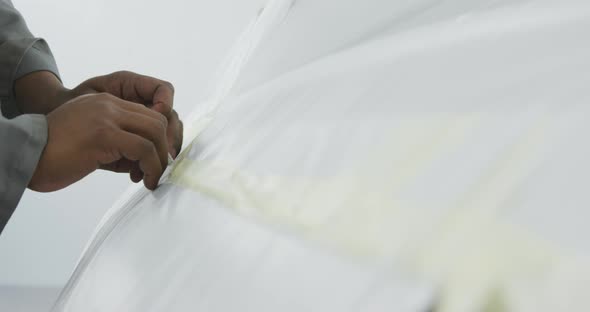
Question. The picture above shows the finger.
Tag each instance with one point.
(148, 128)
(140, 109)
(120, 166)
(159, 91)
(136, 148)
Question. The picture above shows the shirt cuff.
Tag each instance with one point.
(37, 58)
(19, 57)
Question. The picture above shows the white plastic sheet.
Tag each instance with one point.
(371, 156)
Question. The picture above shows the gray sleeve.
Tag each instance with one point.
(20, 54)
(22, 139)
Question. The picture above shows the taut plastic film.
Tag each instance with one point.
(371, 156)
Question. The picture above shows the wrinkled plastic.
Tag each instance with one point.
(371, 156)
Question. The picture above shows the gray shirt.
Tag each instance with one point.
(22, 137)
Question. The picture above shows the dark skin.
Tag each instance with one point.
(122, 122)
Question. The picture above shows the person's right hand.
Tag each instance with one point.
(101, 131)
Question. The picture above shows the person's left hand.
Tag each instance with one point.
(41, 93)
(151, 92)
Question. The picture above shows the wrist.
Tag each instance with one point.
(40, 93)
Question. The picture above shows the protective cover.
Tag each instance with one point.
(374, 155)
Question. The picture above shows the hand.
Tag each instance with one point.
(151, 92)
(41, 93)
(98, 130)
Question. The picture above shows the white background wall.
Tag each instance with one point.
(182, 41)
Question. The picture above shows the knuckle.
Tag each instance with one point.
(168, 85)
(122, 73)
(163, 121)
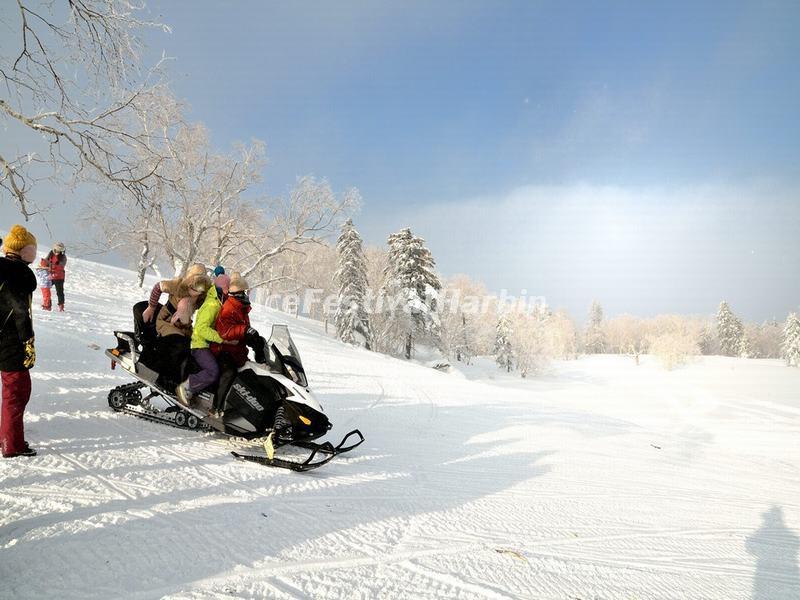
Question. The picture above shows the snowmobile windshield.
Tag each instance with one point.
(286, 355)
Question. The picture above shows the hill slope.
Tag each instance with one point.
(599, 480)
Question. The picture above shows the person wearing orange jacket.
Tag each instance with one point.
(233, 323)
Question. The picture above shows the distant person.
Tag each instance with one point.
(174, 326)
(17, 353)
(57, 261)
(45, 283)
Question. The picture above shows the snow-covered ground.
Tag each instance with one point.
(600, 479)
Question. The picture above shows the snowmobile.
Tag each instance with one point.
(268, 401)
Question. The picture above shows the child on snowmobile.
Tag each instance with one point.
(233, 323)
(203, 334)
(45, 283)
(176, 288)
(174, 326)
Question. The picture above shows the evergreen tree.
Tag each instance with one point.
(746, 347)
(595, 337)
(729, 331)
(791, 340)
(706, 341)
(503, 352)
(410, 274)
(351, 277)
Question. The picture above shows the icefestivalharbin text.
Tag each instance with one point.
(447, 301)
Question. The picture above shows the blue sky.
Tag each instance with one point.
(508, 134)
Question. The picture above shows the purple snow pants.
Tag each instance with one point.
(208, 373)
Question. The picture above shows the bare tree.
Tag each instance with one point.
(70, 92)
(202, 215)
(310, 214)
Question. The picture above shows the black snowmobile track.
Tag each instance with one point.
(127, 399)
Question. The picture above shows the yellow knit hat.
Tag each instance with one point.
(18, 238)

■ **Action item**
Working from the material above, transcribe it exactly while omitting pictures.

■ **Output**
Question. The picture above shows the finger.
Tag each instance with one point.
(148, 128)
(140, 109)
(120, 166)
(159, 91)
(136, 148)
Question. The picture above shows the shirt cuff.
Tag each instance with one point.
(37, 58)
(19, 57)
Question. The picture above shows the white plastic sheet.
Tag each instance with one point.
(371, 156)
Question. The picture above shows the gray sleeve.
Tag each instance with one point.
(20, 54)
(22, 139)
Question. The picture above shows the taut plastic film.
Tag each instance with one point.
(371, 156)
Question. The picture above shows the wrinkled plastic.
Tag each instance with one point.
(371, 156)
Question. The picture above shows the gray shirt.
Tag each instance with one point.
(22, 137)
Question. The picture above shows the dark skin.
Tag each instance with one point.
(122, 122)
Question. The picture above shows the person's right hand.
Tag each instance with one point.
(101, 131)
Question. The picture above shows the person's left hand.
Tag each instance with one point.
(41, 93)
(151, 92)
Question. The picture above shows the wrist.
Tag each instance with one point.
(40, 93)
Question. The picture above shows the protective cover.
Tag each instance with one point.
(374, 155)
Question. The picture above shows the hand.
Tag each instance with one point.
(151, 92)
(41, 93)
(98, 130)
Question. The picture above shows the white background wall.
Tag each instance with one point.
(182, 41)
Question. The picture above shows the knuckle.
Tag each instance with one point.
(168, 85)
(122, 73)
(163, 121)
Question. The picture above shows the snowmobile windshield.
Tag each instance with one point.
(286, 355)
Question. The picture above shows the hill slope.
Tag each instance with one point.
(599, 480)
Question. The picture above shows the person wearing orange jacket.
Tag each instance with one point.
(233, 323)
Question. The picture above shows the distant person.
Tag each instance with one point.
(174, 326)
(17, 353)
(57, 261)
(45, 283)
Question. The picture above shows the snow-covered ground.
Tag each instance with one point.
(600, 479)
Question. The picture above shows the snowmobile.
Tag each instance with one point.
(268, 401)
Question. The picture above shows the child on snowmobile.
Tag each instance with one point.
(233, 323)
(203, 334)
(45, 283)
(176, 288)
(174, 326)
Question. The picture above shows the evergreen tree.
Tag each instance with one point.
(746, 347)
(595, 337)
(729, 331)
(791, 340)
(706, 341)
(503, 352)
(410, 274)
(351, 277)
Question. The picture above shows the icefestivalharbin text.
Tag each instance with one point.
(447, 301)
Question. The picture above shows the blue sky.
Tag each instance with one point.
(508, 134)
Question. The picture above shows the purple snow pants.
Tag each instance with one point.
(208, 373)
Question. The picture above shows the bare tree.
Tag each instance with one point.
(70, 92)
(202, 215)
(310, 214)
Question. The picture above shows the black snowmobile track.
Tag each instance with one point.
(127, 399)
Question. The picture above shows the yellow knit hat.
Tag each instance with one point.
(18, 238)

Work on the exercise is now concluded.